> _Task brief_: Write the next part of the passage about the Humane Technologies team's motion capture sandbox session, picking up right after its last sentence.

> _Selected passage_:
━━━━━━

Read the full New York Time article

 

 

Vita Berezina-Blackburn: Storytelling Potential Using Motion Capture

As the Humane Technologies research team first began contemplating the 2016-2017 "Livable Futures" theme in Autumn semester, we held a series of sandbox sessions in the ACCAD labs and studios, each led by a different team member. The purpose of these sandboxes was to engage in a "doing thinking" process together with various humane technology frameworks in order to explore potential lines of inquiry, develop research questions, and build relationships. What follows are notes developed in conjunction with this particular sandbox session.

━━━━━━

> _Raw data_:
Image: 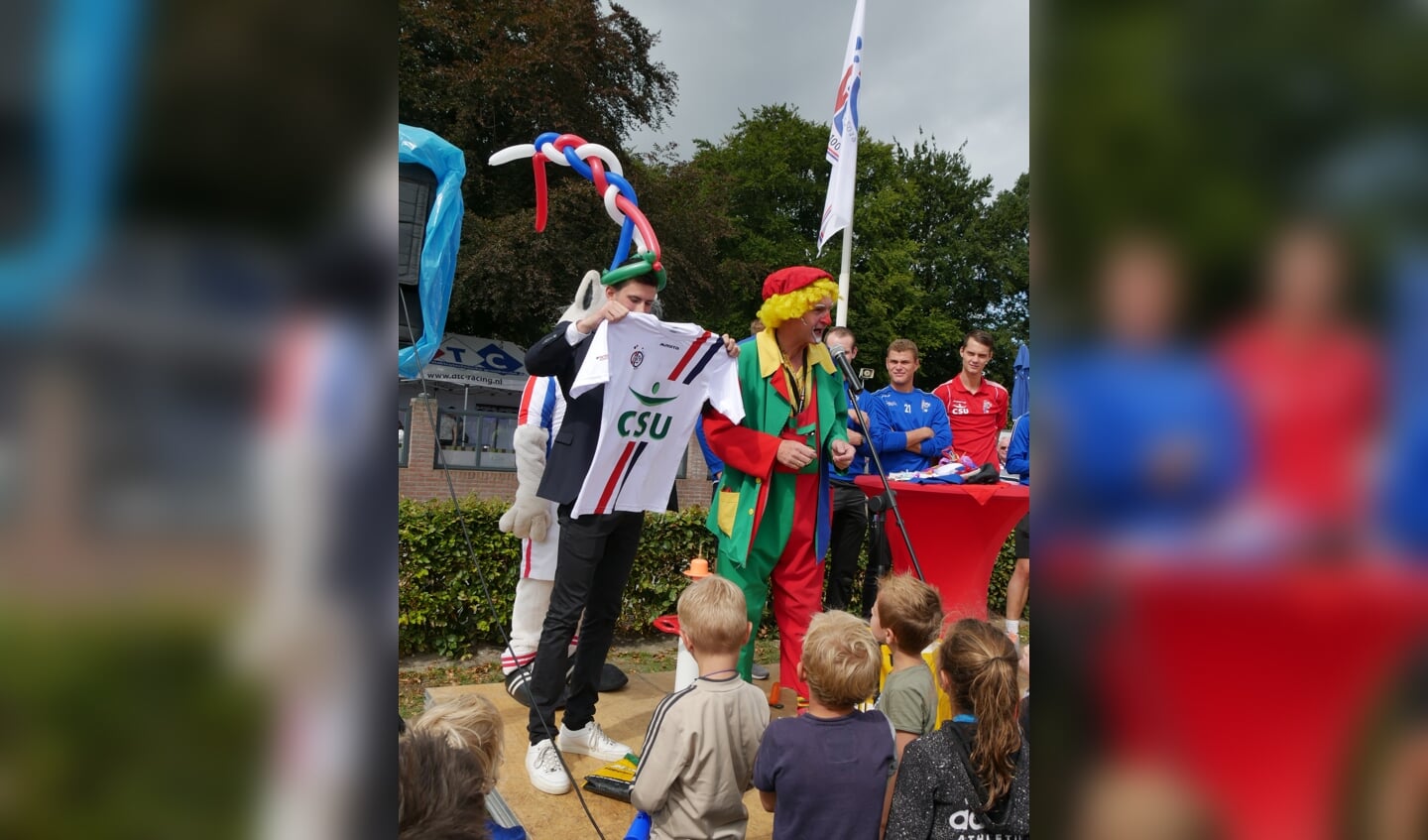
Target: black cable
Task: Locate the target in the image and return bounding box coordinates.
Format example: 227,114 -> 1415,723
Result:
848,368 -> 927,583
397,295 -> 606,840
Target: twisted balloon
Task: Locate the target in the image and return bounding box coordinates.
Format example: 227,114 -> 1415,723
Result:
488,132 -> 664,273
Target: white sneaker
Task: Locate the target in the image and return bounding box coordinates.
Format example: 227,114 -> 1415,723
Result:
526,739 -> 570,795
559,720 -> 630,762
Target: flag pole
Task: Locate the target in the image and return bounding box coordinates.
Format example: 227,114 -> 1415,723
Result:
818,0 -> 864,327
834,222 -> 853,327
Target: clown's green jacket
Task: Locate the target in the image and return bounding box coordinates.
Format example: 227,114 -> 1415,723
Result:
704,330 -> 848,567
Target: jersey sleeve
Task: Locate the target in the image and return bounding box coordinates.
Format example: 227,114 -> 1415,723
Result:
754,721 -> 786,792
570,321 -> 613,399
922,399 -> 952,458
705,347 -> 744,422
630,696 -> 691,814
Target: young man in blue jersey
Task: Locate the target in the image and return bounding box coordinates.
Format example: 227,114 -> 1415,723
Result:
869,338 -> 952,474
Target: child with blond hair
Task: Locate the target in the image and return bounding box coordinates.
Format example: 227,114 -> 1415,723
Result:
873,574 -> 942,823
754,612 -> 895,840
630,576 -> 769,840
887,619 -> 1031,840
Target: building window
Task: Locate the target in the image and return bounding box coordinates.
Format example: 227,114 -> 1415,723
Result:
397,408 -> 412,467
432,409 -> 516,471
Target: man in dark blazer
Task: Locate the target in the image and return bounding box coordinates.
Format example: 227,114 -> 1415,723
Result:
526,265 -> 664,794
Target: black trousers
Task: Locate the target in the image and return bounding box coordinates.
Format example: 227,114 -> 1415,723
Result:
822,481 -> 877,612
526,504 -> 644,744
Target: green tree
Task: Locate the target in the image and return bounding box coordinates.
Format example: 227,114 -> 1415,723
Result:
691,104 -> 1031,386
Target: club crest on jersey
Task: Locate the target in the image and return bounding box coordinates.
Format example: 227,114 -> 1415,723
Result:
616,383 -> 678,440
630,383 -> 679,408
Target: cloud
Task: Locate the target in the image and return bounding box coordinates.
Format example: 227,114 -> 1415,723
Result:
621,0 -> 1031,188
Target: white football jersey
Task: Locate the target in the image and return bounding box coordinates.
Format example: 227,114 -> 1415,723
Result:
570,312 -> 744,516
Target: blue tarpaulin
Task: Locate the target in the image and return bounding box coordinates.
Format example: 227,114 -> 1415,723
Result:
1012,344 -> 1031,420
397,123 -> 465,379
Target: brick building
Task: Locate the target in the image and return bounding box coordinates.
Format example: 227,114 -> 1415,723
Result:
397,395 -> 713,510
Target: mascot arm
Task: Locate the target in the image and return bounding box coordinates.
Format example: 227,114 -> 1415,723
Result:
500,422 -> 549,542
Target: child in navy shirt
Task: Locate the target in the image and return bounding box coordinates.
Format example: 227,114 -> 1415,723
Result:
754,612 -> 895,840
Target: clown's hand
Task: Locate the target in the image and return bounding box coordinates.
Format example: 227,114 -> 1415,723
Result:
499,422 -> 549,542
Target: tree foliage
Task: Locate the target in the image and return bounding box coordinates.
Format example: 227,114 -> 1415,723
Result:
399,0 -> 1029,387
691,104 -> 1031,386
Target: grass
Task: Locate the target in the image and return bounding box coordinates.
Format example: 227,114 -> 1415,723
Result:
397,639 -> 778,720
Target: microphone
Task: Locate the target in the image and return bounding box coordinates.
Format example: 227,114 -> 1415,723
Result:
828,344 -> 863,396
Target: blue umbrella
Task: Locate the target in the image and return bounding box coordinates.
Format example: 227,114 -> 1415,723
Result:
1012,344 -> 1031,418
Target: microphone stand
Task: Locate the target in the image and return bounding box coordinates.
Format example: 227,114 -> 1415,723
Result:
833,347 -> 927,583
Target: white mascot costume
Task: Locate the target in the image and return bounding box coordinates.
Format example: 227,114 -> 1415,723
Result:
500,272 -> 629,706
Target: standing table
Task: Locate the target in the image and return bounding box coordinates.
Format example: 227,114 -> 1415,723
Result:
856,476 -> 1031,619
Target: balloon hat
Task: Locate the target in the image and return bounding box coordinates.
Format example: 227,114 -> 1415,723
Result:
488,132 -> 666,292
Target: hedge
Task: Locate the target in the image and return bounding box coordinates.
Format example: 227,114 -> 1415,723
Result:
397,497 -> 1013,658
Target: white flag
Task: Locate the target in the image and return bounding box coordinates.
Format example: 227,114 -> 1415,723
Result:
818,0 -> 863,253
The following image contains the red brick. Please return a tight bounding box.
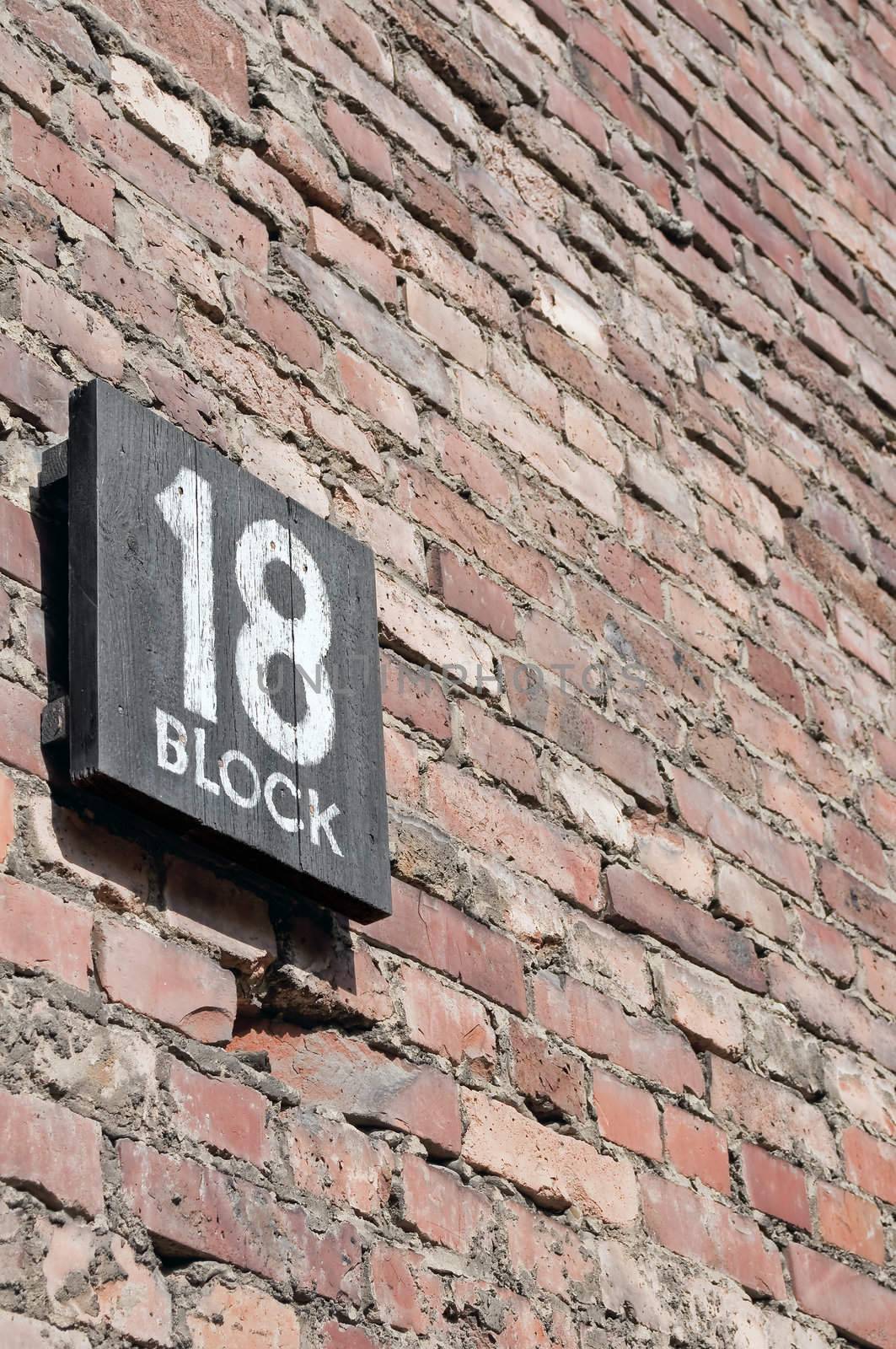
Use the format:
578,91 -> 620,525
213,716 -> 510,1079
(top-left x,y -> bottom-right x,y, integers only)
663,1104 -> 732,1196
233,277 -> 323,369
364,881 -> 526,1013
19,267 -> 124,380
505,1202 -> 588,1297
509,1021 -> 587,1120
218,150 -> 308,240
797,909 -> 865,983
262,110 -> 346,214
231,1021 -> 460,1156
186,1283 -> 301,1349
606,865 -> 765,993
534,973 -> 703,1095
819,862 -> 896,951
463,1091 -> 638,1223
427,764 -> 600,908
184,314 -> 306,434
0,680 -> 47,778
786,1245 -> 896,1349
74,92 -> 267,271
0,875 -> 93,992
741,1142 -> 813,1232
319,0 -> 394,85
9,108 -> 115,234
840,1124 -> 896,1203
117,1138 -> 286,1279
379,652 -> 451,744
94,920 -> 236,1043
324,99 -> 394,187
427,548 -> 517,642
398,1155 -> 492,1255
765,955 -> 896,1071
92,0 -> 249,117
710,1056 -> 838,1171
81,234 -> 177,341
858,947 -> 896,1016
336,347 -> 420,445
815,1180 -> 887,1264
654,959 -> 743,1059
641,1172 -> 786,1298
0,773 -> 16,866
505,659 -> 665,808
169,1059 -> 269,1167
398,965 -> 496,1078
283,1110 -> 391,1216
591,1068 -> 663,1162
0,32 -> 50,121
370,1244 -> 441,1336
162,858 -> 276,976
672,769 -> 813,899
830,814 -> 887,888
0,1088 -> 103,1217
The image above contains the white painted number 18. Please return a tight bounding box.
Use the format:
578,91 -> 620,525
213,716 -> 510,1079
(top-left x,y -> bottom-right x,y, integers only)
155,468 -> 336,765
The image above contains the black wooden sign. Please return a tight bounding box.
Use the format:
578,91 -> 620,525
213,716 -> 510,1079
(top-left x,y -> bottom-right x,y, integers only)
69,380 -> 390,917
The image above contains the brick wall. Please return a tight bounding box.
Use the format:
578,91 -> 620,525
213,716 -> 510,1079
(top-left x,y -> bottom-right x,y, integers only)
0,0 -> 896,1349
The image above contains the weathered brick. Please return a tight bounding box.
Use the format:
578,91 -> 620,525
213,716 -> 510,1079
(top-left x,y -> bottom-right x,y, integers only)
231,1023 -> 460,1156
606,865 -> 765,993
81,234 -> 177,341
427,764 -> 600,908
398,965 -> 498,1078
656,959 -> 743,1057
283,1110 -> 391,1214
786,1245 -> 896,1349
815,1180 -> 887,1264
0,336 -> 72,434
663,1104 -> 732,1196
92,0 -> 249,116
117,1138 -> 289,1279
0,1088 -> 103,1217
641,1172 -> 784,1298
72,90 -> 267,271
19,267 -> 124,379
0,875 -> 93,990
462,1091 -> 638,1223
186,1283 -> 301,1349
503,659 -> 665,808
364,881 -> 526,1013
672,769 -> 813,899
324,99 -> 394,187
169,1059 -> 269,1167
9,108 -> 115,234
534,973 -> 703,1095
94,920 -> 236,1043
398,1155 -> 492,1255
710,1056 -> 838,1171
840,1125 -> 896,1203
741,1142 -> 813,1232
509,1021 -> 586,1120
591,1068 -> 663,1162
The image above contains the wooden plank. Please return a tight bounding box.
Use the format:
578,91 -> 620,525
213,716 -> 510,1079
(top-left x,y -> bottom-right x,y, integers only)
70,380 -> 390,917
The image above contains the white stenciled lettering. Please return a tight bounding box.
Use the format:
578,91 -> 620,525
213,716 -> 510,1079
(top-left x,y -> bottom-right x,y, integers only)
155,707 -> 189,773
220,750 -> 262,811
308,787 -> 343,857
193,726 -> 222,796
236,519 -> 336,765
155,707 -> 343,857
265,773 -> 305,834
155,468 -> 217,722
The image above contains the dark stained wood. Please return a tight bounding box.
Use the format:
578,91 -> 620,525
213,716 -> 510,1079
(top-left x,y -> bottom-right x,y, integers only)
69,380 -> 390,919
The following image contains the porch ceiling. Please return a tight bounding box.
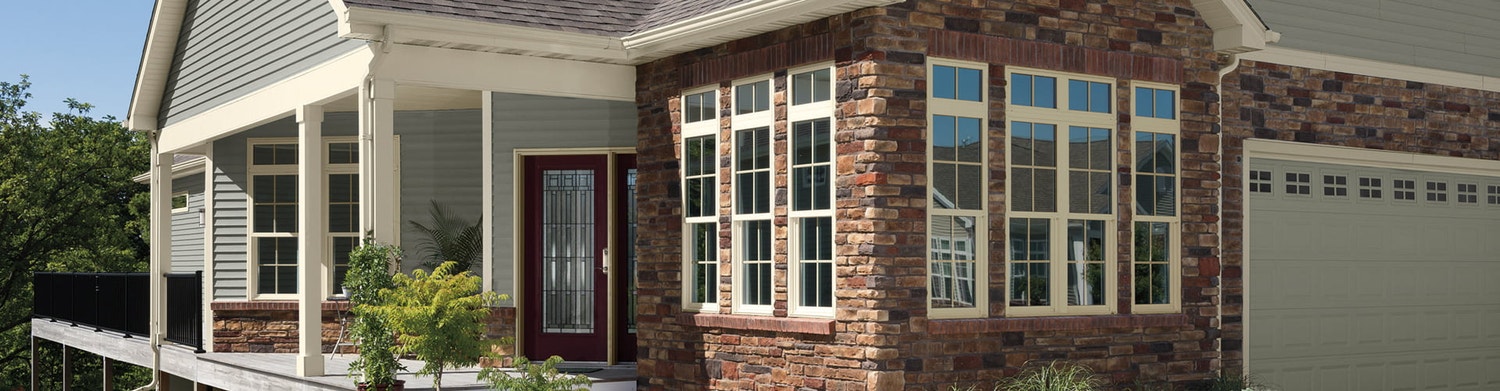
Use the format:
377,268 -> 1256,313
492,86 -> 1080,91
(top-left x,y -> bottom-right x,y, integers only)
323,85 -> 482,112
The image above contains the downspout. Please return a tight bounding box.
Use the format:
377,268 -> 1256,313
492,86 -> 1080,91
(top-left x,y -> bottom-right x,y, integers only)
134,130 -> 171,391
1214,54 -> 1250,375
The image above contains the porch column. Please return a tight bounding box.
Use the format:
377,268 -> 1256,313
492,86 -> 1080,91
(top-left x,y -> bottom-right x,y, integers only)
360,79 -> 401,244
297,105 -> 329,376
147,130 -> 177,381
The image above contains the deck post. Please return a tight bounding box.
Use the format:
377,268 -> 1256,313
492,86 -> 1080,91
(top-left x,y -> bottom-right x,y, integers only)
297,105 -> 329,376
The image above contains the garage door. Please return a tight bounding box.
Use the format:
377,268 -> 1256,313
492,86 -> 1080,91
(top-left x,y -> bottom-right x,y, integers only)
1247,159 -> 1500,391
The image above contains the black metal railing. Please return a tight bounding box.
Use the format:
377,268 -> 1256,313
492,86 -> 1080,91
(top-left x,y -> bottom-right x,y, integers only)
32,273 -> 152,336
32,271 -> 203,352
167,271 -> 204,354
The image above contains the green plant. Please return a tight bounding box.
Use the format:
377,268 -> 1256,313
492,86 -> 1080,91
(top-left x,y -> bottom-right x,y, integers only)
995,361 -> 1104,391
372,261 -> 504,390
344,238 -> 405,385
479,355 -> 594,391
407,199 -> 485,271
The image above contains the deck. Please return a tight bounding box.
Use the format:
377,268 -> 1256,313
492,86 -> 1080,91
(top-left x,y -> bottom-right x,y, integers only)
32,319 -> 636,391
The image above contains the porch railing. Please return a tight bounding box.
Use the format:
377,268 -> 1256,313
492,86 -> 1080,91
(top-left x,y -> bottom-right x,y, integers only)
32,273 -> 203,352
167,271 -> 204,354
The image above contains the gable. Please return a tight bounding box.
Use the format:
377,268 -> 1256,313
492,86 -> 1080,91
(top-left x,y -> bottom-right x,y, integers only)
158,0 -> 365,127
1253,0 -> 1500,76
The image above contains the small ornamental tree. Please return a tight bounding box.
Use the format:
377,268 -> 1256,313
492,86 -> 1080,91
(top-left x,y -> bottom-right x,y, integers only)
344,238 -> 405,387
374,262 -> 500,390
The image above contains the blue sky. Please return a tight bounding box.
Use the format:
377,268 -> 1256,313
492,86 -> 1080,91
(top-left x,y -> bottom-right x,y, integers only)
0,0 -> 153,120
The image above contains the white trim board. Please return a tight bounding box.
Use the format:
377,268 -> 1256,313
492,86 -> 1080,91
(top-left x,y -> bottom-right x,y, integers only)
1239,46 -> 1500,91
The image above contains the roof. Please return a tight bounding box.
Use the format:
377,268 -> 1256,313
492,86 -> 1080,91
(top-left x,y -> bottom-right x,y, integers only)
344,0 -> 747,37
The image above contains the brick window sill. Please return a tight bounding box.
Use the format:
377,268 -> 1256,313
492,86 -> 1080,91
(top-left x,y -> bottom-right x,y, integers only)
927,313 -> 1191,334
209,300 -> 350,312
677,313 -> 834,336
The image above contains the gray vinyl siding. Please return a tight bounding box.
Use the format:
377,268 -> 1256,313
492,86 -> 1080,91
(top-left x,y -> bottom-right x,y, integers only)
213,109 -> 483,300
159,0 -> 363,126
171,174 -> 204,273
492,93 -> 636,294
1251,0 -> 1500,77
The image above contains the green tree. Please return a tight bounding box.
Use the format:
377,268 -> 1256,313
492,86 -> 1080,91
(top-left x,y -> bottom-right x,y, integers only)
374,261 -> 501,390
0,75 -> 150,390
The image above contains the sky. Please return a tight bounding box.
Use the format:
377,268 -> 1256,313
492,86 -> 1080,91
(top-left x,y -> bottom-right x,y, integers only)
0,0 -> 153,121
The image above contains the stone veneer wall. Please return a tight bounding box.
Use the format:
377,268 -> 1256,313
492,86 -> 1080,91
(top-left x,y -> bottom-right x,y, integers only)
636,0 -> 1223,390
210,301 -> 516,354
1224,60 -> 1500,367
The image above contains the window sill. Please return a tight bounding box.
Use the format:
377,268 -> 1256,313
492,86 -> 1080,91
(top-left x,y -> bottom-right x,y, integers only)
209,300 -> 350,312
677,313 -> 834,336
927,313 -> 1190,334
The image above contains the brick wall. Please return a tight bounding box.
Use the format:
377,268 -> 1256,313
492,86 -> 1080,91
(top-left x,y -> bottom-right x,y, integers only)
1223,61 -> 1500,367
638,0 -> 1220,390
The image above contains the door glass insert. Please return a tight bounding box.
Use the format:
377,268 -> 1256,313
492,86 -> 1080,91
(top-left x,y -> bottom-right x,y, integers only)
540,169 -> 596,334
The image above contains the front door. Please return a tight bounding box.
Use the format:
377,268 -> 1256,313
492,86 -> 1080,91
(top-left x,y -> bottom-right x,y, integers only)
522,154 -> 635,361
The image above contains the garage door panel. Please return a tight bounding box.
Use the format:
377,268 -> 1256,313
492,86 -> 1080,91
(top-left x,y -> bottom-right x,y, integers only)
1247,159 -> 1500,390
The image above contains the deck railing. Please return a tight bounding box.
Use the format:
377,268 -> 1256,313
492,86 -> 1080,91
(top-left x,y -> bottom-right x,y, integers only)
32,273 -> 203,351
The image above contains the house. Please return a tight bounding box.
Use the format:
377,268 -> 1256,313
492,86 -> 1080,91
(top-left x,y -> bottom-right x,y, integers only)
33,0 -> 1500,390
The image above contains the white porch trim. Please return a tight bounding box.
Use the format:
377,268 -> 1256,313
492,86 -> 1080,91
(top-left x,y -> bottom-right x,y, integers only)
161,48 -> 375,151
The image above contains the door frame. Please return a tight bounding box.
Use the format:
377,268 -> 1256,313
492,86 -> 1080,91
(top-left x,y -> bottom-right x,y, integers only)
510,147 -> 636,366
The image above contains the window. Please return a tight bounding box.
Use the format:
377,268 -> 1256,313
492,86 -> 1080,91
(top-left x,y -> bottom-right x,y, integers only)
323,138 -> 360,289
1131,82 -> 1182,313
683,85 -> 723,312
249,139 -> 297,298
1007,67 -> 1122,316
927,58 -> 989,318
731,75 -> 776,315
173,192 -> 188,214
788,64 -> 837,318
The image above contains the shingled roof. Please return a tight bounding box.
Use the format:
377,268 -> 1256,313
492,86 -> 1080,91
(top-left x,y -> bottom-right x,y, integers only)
344,0 -> 747,37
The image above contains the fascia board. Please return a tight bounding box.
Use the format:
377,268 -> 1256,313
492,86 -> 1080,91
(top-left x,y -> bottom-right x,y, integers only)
339,7 -> 627,61
623,0 -> 900,63
125,0 -> 188,130
1193,0 -> 1281,54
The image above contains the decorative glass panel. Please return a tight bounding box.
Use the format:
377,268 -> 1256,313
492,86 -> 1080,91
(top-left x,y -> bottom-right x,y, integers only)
539,169 -> 597,334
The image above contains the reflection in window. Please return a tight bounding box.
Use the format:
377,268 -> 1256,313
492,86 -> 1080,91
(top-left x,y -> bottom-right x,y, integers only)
1068,79 -> 1110,112
1068,126 -> 1115,214
1011,73 -> 1058,108
1008,219 -> 1052,307
1010,121 -> 1058,211
1136,132 -> 1182,216
1068,220 -> 1109,306
1131,222 -> 1172,304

━━━━━━

> _In response_:
Sandbox: Motion Capture with Vita Berezina-Blackburn

Wednesday, November 30, 9:30-11:30am in the ACCAD Motion Lab

Attendees: Vita Berezina-Blackburn, Alex Oliszewski, Norah Zuniga Shaw, Peter Chan, Scott Swearingen,Scott Denison, Alan Price, Mindi Rhoades, Hannah Kosstrin, Isla Hansen

Sandbox Framework for Collaboration:

Investigation of approaches for presenting narratives in full body, room scale VR scenarios driven by practices in theater production and acting. The Sandbox will include demos of ACCAD's current state of available technologies and existing VR experiences from the Marcel Marceau project, as well as related creative practices. Tech: Vicom Motion Capture System, Motion Builder, Oculus.

Anticipation / Expectation:

• VR, motion capture, and training performers, live storytelling in physical and virtual worlds, theater artists driving VR creation

Disposition / Experience: 

Thoughts gleaned from participants during and after the sandbox: 

• Two characters were having a conversation in a science fiction future and I was able to walk around as an invisible third-party (fly on the wall) and observe.

• The conversation was secondary as I was exploring the view and props from this high-rise virtual set design. But I could have easily replayed the scene, taken a seat beside them and listened more intently the second time.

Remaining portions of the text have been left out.